● **AUFGABENLISTE**:
1. Fasse den Text zum herbstlichen Vogelzug in zwei Sätzen zusammen.
2. Nimm den Text zum herbstlichen Vogelzug nach seinem letzten Satz wieder auf und schreibe ihn weiter.

● **LESETEXT**:
___

Ab in den Süden
Liebe LeserInnen,
in einem Beitrag Ende September hatte ich schon vom Beginn des herbstlichen Vogelzugs berichtet. Heute, knapp drei Wochen später, ist der Herbstzug in vollem Gange. Da ich mir vor drei Wochen noch gar nicht vorstellen konnte, wie das sein würde, möchte ich heute noch einmal darüber berichten.
Die Erfassungsmethode ist die gleiche geblieben – morgens bei Sonnenaufgang stehe ich auf dem Hüttenumlauf und schaue nach Norden. Im Gegensatz zu Ende September aber, erlebe ich an manchen Tagen einen Vogelzug der absolut überwältigend ist. Mit dem ersten Licht des Tages höre ich die Vögel, kann sie aber noch nicht sehen. Etliche Tiere haben die Nacht in den Dünen und Salzwiesen der Insel verbracht und rufen schon aus der Vegetation heraus. Dann, sobald das Licht hell genug wird, fliegen sie auf und los geht´s. In einem nicht enden wollenden Strom schwirren jetzt Kleinvögel, unter, neben und über die Hütte hinweg. Wie von einem gigantischen Magnet angezogen fliegen sie zielgerichtet und lautstark rufend Richtung Süden. Schaue ich raus aufs Meer kann ich auch dort, weiter entfernt, etliche Vögel sehen, die nach Süden fliegen. Bestimmen kann ich diese Vögel nicht, dafür sind sie zu weit weg. Es wird schnell klar: Die auf Trischen aufgenommenen Daten bilden nur einen Bruchteil von dem ab was sich hier morgens abspielt.

___

● **BEREITGESTELLTES MATERIAL**:
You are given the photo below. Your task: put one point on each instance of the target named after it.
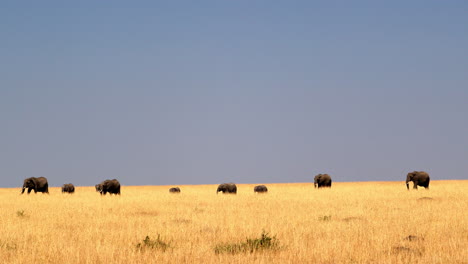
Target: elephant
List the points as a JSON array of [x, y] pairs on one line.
[[322, 180], [108, 186], [227, 188], [260, 189], [37, 184], [69, 188], [420, 178], [174, 190]]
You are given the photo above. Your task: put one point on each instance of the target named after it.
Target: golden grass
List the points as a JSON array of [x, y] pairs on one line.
[[349, 223]]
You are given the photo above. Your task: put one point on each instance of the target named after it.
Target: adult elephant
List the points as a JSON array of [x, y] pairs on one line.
[[260, 189], [68, 187], [108, 186], [37, 184], [174, 190], [419, 178], [227, 188], [322, 180]]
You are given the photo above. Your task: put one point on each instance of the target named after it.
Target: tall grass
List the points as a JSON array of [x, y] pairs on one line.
[[349, 223]]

___

● **LÖSUNGEN**:
1. Knapp drei Wochen nach einem ersten Bericht ist der Herbstzug in vollem Gange, und erfasst wird er weiterhin bei Sonnenaufgang vom Hüttenumlauf aus mit Blick nach Norden. An manchen Tagen zieht ein nicht enden wollender Strom von Kleinvögeln laut rufend nach Süden, sodass die auf Trischen aufgenommenen Daten nur einen Bruchteil des morgendlichen Geschehens abbilden.

2.
Aber nicht nur die Intensität des Zuges hat zugenommen, sondern auch das Artenspektrum. Dominierten Ende September noch die Wiesen- und Baumpieper, kommen in diesen Tagen viele Buch- und Bergfinken durch. Daneben fliegen Bluthänflinge, Erlenzeisige, Bach- und Gebirgsstelzen, sowie Stare. Einzelne Heckenbraunellen und Wintergoldhähnchen waren auch dabei. Auch die drosselartigen Vögel nehmen jetzt zu: Singdrosseln, Amseln und endlich auch die Rotdrosseln.
Leicht zu unterscheiden: Die Singdrossel mit ihren dunklen Tupfen auf der Brust und die Rotdrossel mit den roten Flanken und den markanten hellen Streifen über den Augen.
Viele Vögel fliegen entlang der Dünenkanten und verlassen die Insel erst an ihrem südlichsten Punkt. Von hier aus fliegen sie flach über das Wasser in Richtung Cuxhaven. Auch wenn ich an der Nordspitze der Insel stehe, kann ich gut beobachten, wie sie aus dem nördlich gelegenen St. Peter-Ording übers Wasser kommen. Manche Arten fliegen bis ins Mittelmeergebiet, andere bis nach Südafrika. Wieder andere kommen aus dem hohen Norden, um hier im Wattenmeer den Winter zu verbringen. So vielfältig die verschiedenen Arten, so unterschiedlich sind ihre Lebenszyklen.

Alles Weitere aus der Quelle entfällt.